— Exercise aim —
Reproduce the material in full, exactly as written.

— Excerpted records —
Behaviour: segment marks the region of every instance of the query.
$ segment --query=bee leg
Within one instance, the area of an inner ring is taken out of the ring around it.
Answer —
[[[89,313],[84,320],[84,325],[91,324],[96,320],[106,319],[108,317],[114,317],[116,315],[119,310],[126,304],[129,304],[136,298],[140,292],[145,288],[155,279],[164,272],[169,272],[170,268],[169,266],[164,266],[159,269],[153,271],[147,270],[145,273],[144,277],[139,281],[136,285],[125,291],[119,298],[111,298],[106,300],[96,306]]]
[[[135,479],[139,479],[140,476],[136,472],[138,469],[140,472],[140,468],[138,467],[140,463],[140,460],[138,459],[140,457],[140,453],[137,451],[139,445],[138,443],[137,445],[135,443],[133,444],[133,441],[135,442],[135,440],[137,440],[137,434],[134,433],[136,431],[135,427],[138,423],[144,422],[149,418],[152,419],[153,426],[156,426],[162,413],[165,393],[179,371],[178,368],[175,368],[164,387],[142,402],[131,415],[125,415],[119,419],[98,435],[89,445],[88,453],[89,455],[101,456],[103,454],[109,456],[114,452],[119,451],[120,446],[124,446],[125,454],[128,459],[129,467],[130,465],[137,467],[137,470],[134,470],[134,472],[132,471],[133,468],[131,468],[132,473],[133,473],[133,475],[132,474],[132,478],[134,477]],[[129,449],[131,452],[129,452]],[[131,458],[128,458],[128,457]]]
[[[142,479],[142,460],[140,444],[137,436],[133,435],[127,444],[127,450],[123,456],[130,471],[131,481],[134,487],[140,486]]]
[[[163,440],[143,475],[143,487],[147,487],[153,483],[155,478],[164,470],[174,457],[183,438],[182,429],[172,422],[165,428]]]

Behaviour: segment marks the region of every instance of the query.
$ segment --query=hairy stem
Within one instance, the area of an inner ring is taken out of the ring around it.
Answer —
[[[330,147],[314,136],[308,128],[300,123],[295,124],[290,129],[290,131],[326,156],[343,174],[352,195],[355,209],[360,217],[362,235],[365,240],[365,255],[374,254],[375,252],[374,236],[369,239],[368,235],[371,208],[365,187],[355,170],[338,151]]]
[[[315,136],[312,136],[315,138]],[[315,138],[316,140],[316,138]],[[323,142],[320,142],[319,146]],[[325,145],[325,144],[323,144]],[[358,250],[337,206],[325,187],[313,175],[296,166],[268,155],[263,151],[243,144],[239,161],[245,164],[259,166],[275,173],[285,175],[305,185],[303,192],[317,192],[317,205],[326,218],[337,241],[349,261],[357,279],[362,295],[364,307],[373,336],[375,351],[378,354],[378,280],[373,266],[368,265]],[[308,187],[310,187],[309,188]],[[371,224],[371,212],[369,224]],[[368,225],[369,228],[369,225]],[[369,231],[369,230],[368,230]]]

— Final result —
Behaviour: segment marks the region of every instance of the query.
$ segment --query=bee leg
Within one instance, the area of an inner ring is taken out of the ring around it.
Answer —
[[[89,313],[84,320],[84,325],[91,324],[96,320],[106,319],[108,317],[114,317],[116,315],[119,310],[126,304],[129,304],[136,298],[140,292],[145,288],[155,279],[164,272],[169,272],[170,268],[169,266],[164,266],[159,269],[153,271],[147,270],[145,273],[144,277],[139,281],[136,285],[125,291],[119,298],[111,298],[106,300],[96,306]]]
[[[135,479],[139,479],[140,476],[136,472],[138,469],[140,472],[140,468],[138,467],[140,463],[140,460],[138,459],[140,457],[140,453],[137,451],[139,445],[138,443],[137,445],[135,443],[133,444],[133,441],[135,442],[135,440],[137,440],[137,434],[134,433],[136,431],[135,427],[138,423],[144,422],[149,418],[152,419],[153,426],[156,426],[162,413],[165,393],[179,371],[178,368],[175,368],[164,387],[142,402],[131,415],[125,415],[119,419],[98,435],[89,445],[88,453],[89,455],[101,456],[103,454],[109,456],[114,452],[119,451],[120,446],[124,446],[125,454],[128,459],[129,467],[130,465],[137,467],[137,470],[134,470],[134,472],[132,471],[133,468],[131,468],[132,473],[133,473],[133,475],[132,474],[132,478],[134,477]],[[129,449],[131,452],[129,452]],[[131,458],[128,458],[128,457]]]
[[[142,479],[142,460],[140,444],[137,436],[133,435],[127,444],[127,450],[123,456],[130,471],[131,481],[134,487],[140,486]]]
[[[163,440],[143,475],[143,487],[147,487],[153,483],[155,478],[164,470],[174,457],[183,438],[182,429],[172,422],[165,428]]]

Behaviour: segment marks the region of every instance of the query.
$ segment --query=hairy stem
Within one instance, the area of an inner ring is taken out of the ring around it.
Answer —
[[[330,147],[314,136],[308,128],[300,123],[295,124],[290,129],[290,131],[326,156],[343,174],[352,195],[355,209],[360,217],[362,235],[365,240],[365,255],[374,254],[375,252],[374,236],[369,239],[368,235],[371,208],[365,187],[355,170],[338,151]]]
[[[315,136],[312,136],[315,138]],[[315,138],[316,140],[316,138]],[[323,142],[320,142],[319,146]],[[325,145],[325,144],[323,144]],[[358,250],[337,206],[325,187],[313,175],[296,166],[268,155],[263,151],[243,144],[239,161],[245,164],[259,166],[275,173],[285,175],[305,185],[303,192],[317,192],[317,205],[326,218],[337,241],[349,261],[357,279],[362,295],[364,307],[373,336],[375,351],[378,354],[378,280],[373,266],[368,265]],[[308,187],[310,187],[309,188]],[[371,224],[371,212],[369,224]],[[368,225],[369,228],[369,225]],[[369,231],[369,230],[368,230]]]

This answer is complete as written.